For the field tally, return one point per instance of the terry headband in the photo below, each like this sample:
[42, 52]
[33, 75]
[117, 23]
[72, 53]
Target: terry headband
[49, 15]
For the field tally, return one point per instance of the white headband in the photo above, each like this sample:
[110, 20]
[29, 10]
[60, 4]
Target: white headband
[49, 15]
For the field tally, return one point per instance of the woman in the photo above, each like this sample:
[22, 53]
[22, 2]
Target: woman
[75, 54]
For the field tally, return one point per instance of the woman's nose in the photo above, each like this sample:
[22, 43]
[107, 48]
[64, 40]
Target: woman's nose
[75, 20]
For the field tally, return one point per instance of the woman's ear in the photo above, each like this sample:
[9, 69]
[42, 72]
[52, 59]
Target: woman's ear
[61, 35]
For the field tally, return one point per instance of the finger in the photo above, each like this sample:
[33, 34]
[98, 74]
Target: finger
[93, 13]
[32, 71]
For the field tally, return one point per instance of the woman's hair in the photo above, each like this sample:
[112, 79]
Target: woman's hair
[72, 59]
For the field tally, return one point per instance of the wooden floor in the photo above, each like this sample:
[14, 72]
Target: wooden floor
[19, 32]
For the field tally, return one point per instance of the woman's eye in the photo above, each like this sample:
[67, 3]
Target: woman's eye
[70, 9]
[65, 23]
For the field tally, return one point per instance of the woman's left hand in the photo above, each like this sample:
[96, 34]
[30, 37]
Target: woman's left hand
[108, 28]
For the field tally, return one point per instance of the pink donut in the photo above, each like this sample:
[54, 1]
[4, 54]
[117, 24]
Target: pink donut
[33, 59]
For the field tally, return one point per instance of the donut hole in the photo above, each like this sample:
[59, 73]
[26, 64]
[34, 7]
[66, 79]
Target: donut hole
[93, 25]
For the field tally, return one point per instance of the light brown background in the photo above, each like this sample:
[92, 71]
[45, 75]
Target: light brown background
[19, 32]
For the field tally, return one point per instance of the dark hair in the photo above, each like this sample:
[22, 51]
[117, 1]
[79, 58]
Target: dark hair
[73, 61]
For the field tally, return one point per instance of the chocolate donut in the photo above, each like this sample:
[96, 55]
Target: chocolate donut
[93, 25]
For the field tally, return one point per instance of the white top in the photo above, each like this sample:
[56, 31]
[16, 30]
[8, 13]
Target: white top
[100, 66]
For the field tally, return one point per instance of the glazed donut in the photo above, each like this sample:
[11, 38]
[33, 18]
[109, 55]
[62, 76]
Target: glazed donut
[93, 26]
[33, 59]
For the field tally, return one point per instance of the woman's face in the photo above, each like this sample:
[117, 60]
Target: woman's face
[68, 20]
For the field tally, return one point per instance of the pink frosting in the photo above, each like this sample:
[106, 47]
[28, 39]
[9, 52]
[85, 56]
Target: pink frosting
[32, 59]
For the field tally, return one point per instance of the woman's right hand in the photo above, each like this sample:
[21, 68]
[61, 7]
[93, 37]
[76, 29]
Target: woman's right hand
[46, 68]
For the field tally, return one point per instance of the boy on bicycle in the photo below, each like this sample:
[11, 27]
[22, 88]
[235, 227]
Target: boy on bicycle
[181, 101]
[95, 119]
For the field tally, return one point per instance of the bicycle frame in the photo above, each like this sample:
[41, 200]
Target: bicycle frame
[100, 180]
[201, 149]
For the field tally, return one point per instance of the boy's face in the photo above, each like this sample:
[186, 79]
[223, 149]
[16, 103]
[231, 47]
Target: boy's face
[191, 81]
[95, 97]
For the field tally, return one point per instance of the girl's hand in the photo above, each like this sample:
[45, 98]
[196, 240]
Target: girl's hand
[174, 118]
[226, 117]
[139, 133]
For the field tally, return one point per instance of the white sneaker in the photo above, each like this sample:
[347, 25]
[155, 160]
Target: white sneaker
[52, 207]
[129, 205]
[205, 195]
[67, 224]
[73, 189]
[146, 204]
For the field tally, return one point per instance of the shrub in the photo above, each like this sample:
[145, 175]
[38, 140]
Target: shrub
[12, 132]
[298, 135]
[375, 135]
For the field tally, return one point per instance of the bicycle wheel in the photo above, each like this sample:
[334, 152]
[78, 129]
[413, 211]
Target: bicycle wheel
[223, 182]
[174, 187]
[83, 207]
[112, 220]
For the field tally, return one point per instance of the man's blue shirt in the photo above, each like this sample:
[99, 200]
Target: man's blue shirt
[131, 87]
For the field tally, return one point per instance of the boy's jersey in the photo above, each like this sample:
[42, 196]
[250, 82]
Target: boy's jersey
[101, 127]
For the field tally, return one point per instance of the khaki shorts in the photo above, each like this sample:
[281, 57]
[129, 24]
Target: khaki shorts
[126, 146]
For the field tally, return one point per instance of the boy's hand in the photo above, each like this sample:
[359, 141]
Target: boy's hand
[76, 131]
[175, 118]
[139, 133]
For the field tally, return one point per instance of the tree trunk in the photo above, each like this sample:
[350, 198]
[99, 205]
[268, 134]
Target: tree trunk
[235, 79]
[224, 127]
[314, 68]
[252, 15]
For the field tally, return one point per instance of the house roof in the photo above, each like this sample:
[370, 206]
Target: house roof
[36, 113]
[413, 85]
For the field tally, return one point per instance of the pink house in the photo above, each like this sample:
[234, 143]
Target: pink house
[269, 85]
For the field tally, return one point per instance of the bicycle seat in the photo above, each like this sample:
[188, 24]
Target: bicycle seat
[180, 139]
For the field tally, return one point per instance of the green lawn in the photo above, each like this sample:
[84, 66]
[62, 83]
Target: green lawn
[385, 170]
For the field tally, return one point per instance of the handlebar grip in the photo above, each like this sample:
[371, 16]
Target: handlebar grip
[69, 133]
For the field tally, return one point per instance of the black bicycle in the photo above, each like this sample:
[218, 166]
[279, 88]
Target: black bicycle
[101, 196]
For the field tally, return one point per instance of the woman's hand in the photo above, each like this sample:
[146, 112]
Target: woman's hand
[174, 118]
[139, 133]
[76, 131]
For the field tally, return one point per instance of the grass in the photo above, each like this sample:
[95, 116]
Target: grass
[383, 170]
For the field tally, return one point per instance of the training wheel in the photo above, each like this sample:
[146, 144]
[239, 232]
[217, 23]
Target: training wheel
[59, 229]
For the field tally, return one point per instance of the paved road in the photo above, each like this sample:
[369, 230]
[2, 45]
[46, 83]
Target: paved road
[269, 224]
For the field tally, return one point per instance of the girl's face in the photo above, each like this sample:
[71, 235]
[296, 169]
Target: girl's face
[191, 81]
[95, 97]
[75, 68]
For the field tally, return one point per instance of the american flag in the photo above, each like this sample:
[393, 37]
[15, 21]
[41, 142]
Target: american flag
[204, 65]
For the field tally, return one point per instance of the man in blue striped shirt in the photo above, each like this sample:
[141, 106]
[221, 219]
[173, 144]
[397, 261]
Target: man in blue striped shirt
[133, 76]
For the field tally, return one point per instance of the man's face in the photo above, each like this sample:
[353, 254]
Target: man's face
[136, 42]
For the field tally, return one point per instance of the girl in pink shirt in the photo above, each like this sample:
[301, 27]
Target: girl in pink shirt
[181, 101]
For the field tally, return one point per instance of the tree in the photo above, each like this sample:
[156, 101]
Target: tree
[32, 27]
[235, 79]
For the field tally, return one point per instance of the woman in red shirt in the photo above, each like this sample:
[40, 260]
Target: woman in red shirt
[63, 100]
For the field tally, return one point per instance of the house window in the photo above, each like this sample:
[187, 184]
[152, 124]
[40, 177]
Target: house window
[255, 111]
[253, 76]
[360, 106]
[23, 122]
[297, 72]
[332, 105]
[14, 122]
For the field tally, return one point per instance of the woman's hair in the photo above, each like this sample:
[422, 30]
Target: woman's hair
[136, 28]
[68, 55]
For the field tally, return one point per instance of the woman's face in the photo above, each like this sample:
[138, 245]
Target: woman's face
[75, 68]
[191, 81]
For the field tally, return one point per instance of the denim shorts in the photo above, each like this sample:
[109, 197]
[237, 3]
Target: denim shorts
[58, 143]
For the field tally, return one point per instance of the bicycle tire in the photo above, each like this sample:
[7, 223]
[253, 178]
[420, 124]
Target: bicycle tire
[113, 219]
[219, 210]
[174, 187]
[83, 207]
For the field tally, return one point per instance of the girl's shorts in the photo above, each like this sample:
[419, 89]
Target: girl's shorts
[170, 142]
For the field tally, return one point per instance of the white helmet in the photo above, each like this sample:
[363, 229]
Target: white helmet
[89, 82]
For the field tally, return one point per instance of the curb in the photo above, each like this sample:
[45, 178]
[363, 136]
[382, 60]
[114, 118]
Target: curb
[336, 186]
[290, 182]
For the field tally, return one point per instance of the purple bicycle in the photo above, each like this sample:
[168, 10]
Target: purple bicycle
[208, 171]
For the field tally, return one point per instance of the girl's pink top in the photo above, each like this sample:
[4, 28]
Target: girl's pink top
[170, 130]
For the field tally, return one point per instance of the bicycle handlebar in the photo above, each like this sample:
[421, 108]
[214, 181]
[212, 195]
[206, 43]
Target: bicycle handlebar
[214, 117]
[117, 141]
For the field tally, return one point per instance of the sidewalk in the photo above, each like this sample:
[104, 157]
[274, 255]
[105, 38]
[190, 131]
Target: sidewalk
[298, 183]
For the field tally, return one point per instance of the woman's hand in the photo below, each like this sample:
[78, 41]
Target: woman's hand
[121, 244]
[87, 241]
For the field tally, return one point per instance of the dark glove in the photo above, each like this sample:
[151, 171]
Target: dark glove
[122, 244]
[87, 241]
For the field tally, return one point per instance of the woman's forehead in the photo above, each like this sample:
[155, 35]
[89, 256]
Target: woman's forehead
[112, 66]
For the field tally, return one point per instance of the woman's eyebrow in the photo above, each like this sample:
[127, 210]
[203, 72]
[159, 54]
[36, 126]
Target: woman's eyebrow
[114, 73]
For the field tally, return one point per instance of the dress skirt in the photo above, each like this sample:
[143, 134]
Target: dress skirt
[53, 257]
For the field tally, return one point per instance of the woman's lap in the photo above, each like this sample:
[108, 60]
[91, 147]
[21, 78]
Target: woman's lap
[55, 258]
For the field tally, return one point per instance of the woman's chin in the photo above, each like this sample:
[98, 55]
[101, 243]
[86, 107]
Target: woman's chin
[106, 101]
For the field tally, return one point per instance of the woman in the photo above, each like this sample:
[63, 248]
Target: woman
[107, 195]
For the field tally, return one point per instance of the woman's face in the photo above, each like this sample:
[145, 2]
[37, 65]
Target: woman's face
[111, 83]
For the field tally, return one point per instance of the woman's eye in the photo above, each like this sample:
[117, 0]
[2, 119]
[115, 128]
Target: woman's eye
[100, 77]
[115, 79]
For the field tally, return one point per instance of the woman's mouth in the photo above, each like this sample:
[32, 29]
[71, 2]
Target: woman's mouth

• _PROBLEM DESCRIPTION_: Across the records above, show each line containing the word "mouth".

• _COMPLETED TASK_:
For the field tally, return one point per instance of the woman's mouth in the photo above, each like this sample:
Target: woman's mouth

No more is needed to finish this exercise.